# [GIVEN EXERCISE]
Please reproduce the stretch of the listing from its start through the line containing "[[359, 87], [625, 270], [483, 262], [28, 263]]", substituting "tool" for every occurrence of "function" and leaving everything else unchanged.

# [Entries from a point annotation set]

_ _ _ _ _

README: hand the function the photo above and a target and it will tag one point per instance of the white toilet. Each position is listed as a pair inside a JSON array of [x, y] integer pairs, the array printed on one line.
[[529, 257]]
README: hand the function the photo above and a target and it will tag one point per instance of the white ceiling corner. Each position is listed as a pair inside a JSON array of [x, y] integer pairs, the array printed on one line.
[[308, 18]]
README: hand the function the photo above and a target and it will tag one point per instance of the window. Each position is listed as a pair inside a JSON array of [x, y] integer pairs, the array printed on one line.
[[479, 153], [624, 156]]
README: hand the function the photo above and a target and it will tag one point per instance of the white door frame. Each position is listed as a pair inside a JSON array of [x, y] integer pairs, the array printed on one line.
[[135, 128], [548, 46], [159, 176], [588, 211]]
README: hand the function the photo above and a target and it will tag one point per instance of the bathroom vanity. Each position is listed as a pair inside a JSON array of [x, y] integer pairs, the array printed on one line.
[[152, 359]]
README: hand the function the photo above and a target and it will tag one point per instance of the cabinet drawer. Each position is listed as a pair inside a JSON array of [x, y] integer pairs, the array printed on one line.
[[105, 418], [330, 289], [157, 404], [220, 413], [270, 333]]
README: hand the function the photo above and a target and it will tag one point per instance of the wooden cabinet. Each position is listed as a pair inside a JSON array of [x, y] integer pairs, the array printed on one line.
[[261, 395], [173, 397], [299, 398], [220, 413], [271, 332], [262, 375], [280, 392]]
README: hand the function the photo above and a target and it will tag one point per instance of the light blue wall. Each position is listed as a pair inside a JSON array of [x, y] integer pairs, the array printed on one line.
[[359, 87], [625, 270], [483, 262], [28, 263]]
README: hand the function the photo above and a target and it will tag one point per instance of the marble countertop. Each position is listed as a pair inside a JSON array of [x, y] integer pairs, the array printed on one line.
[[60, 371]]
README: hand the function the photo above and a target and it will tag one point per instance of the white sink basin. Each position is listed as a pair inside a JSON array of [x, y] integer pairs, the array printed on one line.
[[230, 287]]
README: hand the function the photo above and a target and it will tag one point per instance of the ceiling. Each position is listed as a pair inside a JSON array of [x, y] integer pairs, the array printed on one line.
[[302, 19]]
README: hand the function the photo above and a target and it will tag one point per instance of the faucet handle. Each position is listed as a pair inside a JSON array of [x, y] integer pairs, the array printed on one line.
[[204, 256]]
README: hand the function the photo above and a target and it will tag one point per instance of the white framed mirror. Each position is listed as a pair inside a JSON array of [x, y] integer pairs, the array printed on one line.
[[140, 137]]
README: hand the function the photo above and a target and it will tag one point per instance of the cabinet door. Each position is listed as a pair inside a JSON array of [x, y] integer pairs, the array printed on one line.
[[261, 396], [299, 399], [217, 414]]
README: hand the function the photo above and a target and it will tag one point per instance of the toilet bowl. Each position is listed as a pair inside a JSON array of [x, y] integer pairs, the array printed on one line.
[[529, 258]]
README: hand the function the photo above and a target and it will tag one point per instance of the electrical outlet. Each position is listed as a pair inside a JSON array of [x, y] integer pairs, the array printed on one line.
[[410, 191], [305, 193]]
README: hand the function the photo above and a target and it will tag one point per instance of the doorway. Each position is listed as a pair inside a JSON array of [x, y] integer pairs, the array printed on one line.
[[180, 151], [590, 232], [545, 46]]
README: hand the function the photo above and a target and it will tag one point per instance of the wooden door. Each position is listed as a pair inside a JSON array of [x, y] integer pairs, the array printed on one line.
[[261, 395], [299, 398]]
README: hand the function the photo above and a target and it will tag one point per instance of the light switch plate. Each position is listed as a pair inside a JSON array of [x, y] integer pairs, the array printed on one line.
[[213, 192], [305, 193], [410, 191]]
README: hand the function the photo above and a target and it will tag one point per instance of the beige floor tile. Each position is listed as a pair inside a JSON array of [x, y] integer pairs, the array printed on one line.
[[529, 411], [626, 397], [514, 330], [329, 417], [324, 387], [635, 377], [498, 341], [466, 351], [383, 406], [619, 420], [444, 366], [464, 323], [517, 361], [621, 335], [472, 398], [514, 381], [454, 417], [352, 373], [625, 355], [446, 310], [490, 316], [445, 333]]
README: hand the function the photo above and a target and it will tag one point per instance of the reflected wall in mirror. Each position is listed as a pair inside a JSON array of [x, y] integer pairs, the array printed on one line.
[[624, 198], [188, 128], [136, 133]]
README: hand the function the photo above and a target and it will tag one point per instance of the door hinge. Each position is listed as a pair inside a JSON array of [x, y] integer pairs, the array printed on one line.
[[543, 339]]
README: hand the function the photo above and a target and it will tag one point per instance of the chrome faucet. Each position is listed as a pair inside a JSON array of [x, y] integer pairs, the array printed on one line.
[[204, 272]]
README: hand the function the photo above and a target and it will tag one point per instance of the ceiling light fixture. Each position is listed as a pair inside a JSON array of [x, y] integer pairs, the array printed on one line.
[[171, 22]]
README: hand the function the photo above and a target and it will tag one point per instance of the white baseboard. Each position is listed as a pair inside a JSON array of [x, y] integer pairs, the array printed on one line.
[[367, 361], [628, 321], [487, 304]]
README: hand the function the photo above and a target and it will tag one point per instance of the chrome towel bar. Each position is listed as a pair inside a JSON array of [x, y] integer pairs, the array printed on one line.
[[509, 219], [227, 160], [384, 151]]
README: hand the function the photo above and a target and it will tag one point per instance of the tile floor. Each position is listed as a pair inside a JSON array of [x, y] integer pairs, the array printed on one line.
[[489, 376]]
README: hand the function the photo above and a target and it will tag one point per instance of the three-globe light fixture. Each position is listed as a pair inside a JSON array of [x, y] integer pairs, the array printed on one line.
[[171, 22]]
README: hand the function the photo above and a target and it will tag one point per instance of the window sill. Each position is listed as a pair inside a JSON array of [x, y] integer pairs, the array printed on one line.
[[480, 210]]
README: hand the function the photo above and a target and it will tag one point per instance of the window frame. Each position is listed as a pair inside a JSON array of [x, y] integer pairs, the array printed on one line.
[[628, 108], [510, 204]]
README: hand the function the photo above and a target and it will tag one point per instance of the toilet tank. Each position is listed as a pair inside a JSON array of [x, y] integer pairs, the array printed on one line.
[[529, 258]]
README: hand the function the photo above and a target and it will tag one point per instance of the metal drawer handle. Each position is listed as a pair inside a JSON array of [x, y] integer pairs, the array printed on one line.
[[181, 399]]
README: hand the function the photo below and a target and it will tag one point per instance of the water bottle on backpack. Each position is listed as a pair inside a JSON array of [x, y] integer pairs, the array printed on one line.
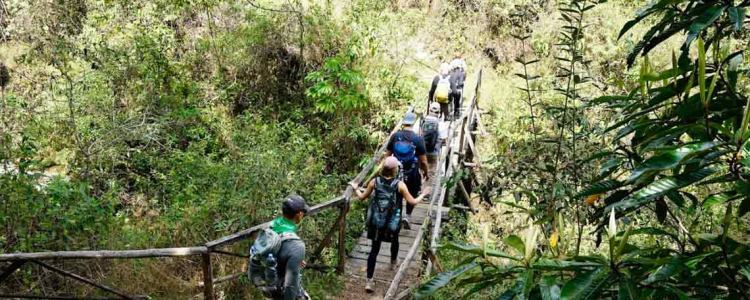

_ _ _ _ _

# [TASK SOLUTION]
README: hand the tool the photo above and a target and it will tag one point per instance of the white toilet. Each position is listed as a pair inside a JSON array of [x, y] integer pairs, the array printed on one line.
[[529, 257]]
README: hand the tool the photo above and a target and it will tag one point per instance of the white ceiling corner. Each position is listed as a pair inside a JSON array of [x, y] integer pairs, the array printed on one line.
[[308, 18]]
README: hand the tool the photo above and a target and it will tag one point per instance of the window. Each position is listed as a pair inside a JSON array of [x, y] integer pairs, the array printed on one line.
[[479, 153], [624, 156]]
README: hand the tool the photo above and a target and it will tag one point per instance of the white door frame. Each position is listed as a pair inside a JSON array of [x, y] integer pairs, the array printed on one line.
[[135, 128], [548, 46], [159, 176], [588, 211]]
README: hand the tool the photo above and a target and it will tag one point per instance of the bathroom vanity. Each position is listed as a pair inside a JSON array of [x, y] integer pairs, the array printed on one line.
[[152, 359]]
README: hand the tool the photo above and a target and it will tag one point per instance of the cabinet drawer. Each position is listed as a pair inside a JSON array of [x, y] integer pairs, the array printed on one line.
[[105, 418], [330, 289], [157, 404], [220, 413], [270, 333]]
README: hand the tool the photo above and a target and it will tag one point per instance of the wooden cabinet. Each position is listed as a pair inside a JSON array of [x, y] integer pairs, the array printed on one line.
[[261, 395], [173, 397], [299, 398], [220, 413], [271, 332], [262, 375], [280, 392]]
README: hand the tool the photo above and a target and it will tag one point per instance of the light blue wall. Each position is listed as a pair inside a JSON array of [x, y] integer pairs, the array printed on one line.
[[359, 87], [625, 270], [483, 262], [28, 263]]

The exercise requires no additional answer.